MONGO, Chad – The father wipes his eyes with the sleeve of his white boubou. “We did all we could,” says Dr. Kaimbo. “Unfortunately, the boy was too weak.”
 
Days like today weigh heavily on Dr. Kaimbo, who is part of a UNICEF-supported programme aimed at saving the lives of children affected by nutrition crisis in Chad. The programme is funded, among others, by the European Union humanitarian aid department (ECHO).
 
UNICEF reports on how new health centres and community
outreach are targeting the vicious circle of disease
and malnutrition in Chad.
 
Chad experiences chronic drought, among its harsh and erratic climatic conditions. The country is also faced with massive developmental challenges. Nearly 20 per cent of children die before their fifth birthdays. During periods of drought, many children suffer from severe acute malnutrition.

Saved data entries:
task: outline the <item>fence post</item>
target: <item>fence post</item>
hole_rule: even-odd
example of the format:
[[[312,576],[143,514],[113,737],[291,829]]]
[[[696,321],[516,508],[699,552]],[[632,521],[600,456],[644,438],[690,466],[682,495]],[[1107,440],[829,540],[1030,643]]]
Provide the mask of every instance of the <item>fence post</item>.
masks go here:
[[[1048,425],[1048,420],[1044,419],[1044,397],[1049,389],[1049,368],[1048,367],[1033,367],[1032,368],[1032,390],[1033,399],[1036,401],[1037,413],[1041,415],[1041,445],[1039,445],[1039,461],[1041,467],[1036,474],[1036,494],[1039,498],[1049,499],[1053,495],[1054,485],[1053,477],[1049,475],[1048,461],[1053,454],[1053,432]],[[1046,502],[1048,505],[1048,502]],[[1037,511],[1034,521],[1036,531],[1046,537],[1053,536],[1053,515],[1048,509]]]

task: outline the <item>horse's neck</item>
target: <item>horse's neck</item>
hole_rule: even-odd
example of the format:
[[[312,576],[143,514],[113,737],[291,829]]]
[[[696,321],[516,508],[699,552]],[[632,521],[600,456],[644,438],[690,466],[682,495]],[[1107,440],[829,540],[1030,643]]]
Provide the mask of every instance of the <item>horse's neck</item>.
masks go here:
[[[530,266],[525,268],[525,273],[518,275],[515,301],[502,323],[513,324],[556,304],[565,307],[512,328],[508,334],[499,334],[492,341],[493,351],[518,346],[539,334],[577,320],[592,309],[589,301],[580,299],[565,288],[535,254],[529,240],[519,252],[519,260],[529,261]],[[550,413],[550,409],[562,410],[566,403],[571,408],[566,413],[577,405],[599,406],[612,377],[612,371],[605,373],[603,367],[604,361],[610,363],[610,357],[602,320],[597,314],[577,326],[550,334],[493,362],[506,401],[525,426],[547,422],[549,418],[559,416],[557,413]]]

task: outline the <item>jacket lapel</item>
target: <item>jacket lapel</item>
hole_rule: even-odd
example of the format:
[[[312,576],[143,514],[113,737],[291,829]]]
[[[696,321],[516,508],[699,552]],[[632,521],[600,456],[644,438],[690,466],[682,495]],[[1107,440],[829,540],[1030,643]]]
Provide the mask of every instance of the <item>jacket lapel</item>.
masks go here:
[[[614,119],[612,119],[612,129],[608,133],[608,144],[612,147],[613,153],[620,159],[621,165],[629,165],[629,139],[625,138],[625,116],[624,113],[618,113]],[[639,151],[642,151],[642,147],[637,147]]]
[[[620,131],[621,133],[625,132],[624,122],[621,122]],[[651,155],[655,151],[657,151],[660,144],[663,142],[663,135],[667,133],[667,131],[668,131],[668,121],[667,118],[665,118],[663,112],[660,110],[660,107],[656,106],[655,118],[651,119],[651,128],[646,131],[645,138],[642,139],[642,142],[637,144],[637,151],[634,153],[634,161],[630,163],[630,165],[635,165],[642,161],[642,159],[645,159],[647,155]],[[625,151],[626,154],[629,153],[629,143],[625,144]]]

== SET OF TASKS ==
1 – According to the report on child malnutrition in Chad, what proportion of children die before their fifth birthday?
2 – Continue the report on child malnutrition in Chad from its final sentence.

== RESULTS FOR THE EXERCISE ==
1 – Nearly 20 per cent.

2 –
“[I]t’s not just drought and famine that causes malnutrition,” says UNICEF Chad Representative Bruno Maes. “There are three big factors in the vicious circle of disease and malnutrition. One is food insecurity due to bad harvests and rising food prices. Second is the poor health services. And the third is the parents’ lack of knowledge about food and basic hygiene. Then there’re also the risks associated with child marriages and polygamy.”
 

Scaling up the response

 
© UNICEF VIDEO
The programme is reaching out to the growing number
of malnourished children in Chad.
In response to nutrition crisis in Chad and the Sahel Belt region, UNICEF, the Government of Chad and partners such as ECHO have scaled up services and facilities to treat the growing number of children affected by malnutrition. “The number of treatment centres has doubled, from 210 to 425,” says Mr. Maes. “Two hundred thirty paramedics have been trained and despatched; hundreds of tonnes of supplies and materials have been delivered to reach as many children as possible.”

UNICEF recruits, trains and deploys paramedics. It also supports establishing therapeutic nutrition centres and outpatient nutrition centres, setting up nutrition outreach efforts and purchasing supplies.
 
Health official in the Guera region Dr. Honoré Dembayo says that these efforts have helped to alleviate some of the shortages of medicine and healthcare staff. “All this explains the good results seen in Guera – a cure rate of over 75 per cent.”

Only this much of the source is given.